## [What to produce]
Carry on the phone screening guide below, picking up right after its final sentence.
─── Text shown ───
Goals of Phone Screening
  • Figure out whether you like this person
  • Briefly figure out if the person is genuine, or is just listing a bunch of buzz words on the resume
  • Figure out if the person knows the basics
  • Determine if you would like to work with this person, and if his/her personality would be a good fit with the team
  • Weed out the obvious fakes, prima donna's, unmotivated, low energy, etc. people
NOT the Goals of Phone Screening
  • The purpose is NOT to do a thorough evaluation of how good the candidate is
  • The purpose is NOT to come to a decision on whether or not you should hire based on the phone screen
  • The purpose is NOT to spend too much time on anything that could be done better face to face
The main purpose of a phone screen is to figure out if the person is interesting enough to bring in to do an actual interview. Nothing more.

Because of the cost in time of doing interviews (not only your time, but the team's time, HR, upper management, etc.), I usually don't like to bring people in unless I think they are interesting. If I'm not sure whether a person is interesting enough, I will usually pass. One might argue that we'd be letting potentially good candidates fall through, but if you look at the % of people that we interview in this company that we actually want to send offers to, it is a very low %. On the other hand, if you bring someone in (because you didn't do a good enough job at the phone interview or if you are not confident enough in your own judgement), then you end up spending much of your team's time and HR's time that day on a low percentage gamble.

Guidelines
  • Pay as much attention (if not more) on how the candidate answers a question as the answer itself. The level of responsiveness and confidence will reveal a lot about his/her intelligence and maturity
  • Try to find out what is important to a candidate, what he/she is passionate about. But don't ask it directly because you will get prepackaged answers. If you can figure it out, you'll have a much better sense of whether or not the candidate will be motivated when working in your group. If her passion is aligned with your group's work, she will be motivated. If not, she won't.
─── Supplied entries ───
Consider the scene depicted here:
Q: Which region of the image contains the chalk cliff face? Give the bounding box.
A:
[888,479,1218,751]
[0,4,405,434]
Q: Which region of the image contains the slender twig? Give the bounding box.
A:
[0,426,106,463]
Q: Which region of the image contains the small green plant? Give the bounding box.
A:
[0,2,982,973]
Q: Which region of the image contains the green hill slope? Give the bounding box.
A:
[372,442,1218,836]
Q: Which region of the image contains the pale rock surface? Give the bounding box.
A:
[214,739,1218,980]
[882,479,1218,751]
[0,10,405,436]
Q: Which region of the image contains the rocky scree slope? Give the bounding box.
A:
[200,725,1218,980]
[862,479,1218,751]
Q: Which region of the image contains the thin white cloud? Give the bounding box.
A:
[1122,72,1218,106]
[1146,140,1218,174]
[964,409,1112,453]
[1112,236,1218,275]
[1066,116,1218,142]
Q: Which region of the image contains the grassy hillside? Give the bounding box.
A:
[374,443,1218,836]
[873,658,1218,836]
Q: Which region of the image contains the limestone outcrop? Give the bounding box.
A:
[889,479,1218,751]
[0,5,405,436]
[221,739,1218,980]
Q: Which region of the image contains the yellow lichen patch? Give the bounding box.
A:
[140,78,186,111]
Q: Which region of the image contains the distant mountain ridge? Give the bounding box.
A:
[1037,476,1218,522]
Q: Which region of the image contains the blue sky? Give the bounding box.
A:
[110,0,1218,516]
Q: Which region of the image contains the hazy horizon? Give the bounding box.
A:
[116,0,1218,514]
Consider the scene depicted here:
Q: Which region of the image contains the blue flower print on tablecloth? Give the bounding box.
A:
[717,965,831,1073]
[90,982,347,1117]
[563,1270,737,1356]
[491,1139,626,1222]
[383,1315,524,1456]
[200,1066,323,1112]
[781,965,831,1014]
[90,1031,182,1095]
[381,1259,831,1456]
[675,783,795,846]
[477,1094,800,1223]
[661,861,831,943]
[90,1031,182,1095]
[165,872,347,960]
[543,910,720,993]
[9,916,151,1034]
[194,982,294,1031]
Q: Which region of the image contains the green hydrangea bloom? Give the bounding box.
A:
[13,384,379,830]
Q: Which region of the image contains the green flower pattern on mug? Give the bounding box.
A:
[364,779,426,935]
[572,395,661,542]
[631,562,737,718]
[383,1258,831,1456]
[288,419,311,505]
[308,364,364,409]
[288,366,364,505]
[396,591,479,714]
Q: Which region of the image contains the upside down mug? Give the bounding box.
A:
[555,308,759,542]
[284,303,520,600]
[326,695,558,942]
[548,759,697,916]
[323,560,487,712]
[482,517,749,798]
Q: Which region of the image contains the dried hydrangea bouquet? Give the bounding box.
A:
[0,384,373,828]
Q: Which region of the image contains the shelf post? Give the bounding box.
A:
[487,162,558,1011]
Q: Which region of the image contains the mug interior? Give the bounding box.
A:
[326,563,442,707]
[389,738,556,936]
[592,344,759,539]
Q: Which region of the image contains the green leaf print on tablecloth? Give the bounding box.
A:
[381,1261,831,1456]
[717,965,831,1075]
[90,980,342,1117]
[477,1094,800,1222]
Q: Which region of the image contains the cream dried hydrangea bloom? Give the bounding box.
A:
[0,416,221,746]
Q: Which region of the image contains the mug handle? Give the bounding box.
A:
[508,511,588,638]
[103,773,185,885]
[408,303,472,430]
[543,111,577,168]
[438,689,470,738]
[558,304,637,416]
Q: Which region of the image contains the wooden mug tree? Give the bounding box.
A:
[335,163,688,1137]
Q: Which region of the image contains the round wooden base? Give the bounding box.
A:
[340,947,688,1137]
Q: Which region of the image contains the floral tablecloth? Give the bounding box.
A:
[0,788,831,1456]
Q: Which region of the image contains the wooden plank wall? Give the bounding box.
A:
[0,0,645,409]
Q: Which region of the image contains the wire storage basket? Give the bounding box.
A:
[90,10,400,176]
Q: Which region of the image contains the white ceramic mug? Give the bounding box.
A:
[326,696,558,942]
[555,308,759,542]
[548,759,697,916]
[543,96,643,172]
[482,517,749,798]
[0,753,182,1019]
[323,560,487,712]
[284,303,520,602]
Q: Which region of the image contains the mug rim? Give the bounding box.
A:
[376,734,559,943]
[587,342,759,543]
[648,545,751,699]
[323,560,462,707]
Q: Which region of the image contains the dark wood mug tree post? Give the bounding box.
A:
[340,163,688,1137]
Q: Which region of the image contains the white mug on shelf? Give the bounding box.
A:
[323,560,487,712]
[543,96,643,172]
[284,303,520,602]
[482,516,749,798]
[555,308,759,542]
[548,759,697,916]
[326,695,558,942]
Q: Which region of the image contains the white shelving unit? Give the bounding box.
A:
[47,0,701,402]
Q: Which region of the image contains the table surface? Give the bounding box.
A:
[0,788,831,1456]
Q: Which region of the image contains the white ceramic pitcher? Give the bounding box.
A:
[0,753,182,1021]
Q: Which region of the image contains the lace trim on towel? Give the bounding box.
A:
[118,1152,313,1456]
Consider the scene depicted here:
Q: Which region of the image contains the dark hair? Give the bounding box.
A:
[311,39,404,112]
───
## [Response to the exercise]
  • Pay attention to how ambitious this person is. The more ambitious the person is, the less you'll have to do drive the person to improve.
  • Do not spend more than 1/2 and hour total on the phone with the person. It should not take you longer than that to figure out if the person is interesting enough to bring in. Sometimes it takes longer because the candidate takes too long to answer questions, in which case you should cut the candidate early anyways.
  • For basic engineering questions, pick 2 or 3 that will give you a good feeling of how "senior" this person is. Do not attempt to scope out the breadth or depth of his knowledge.
  • Ask them how much they want. No sense in spending more time with this candidate if you cannot meet his minimum requirements. (only if you're the hiring manager!)
Normal Flow
  1. Introduction, tell each other about yourselves
  2. Get to know the person a little better, what's important to him/her, etc. (if feeling not good, wrap up early)
  3. Quiz (briefly) on the basics (if feeling not good, wrap up early)
  4. Sell the company, sell the team, get the candidate more interested in working with us
  5. Answer questions
  6. If you're pretty sure you want the person to come in for an interview, ask for salary expectations (only if you're the hiring manager!)
Common Questions
  • What interests you about working in this field?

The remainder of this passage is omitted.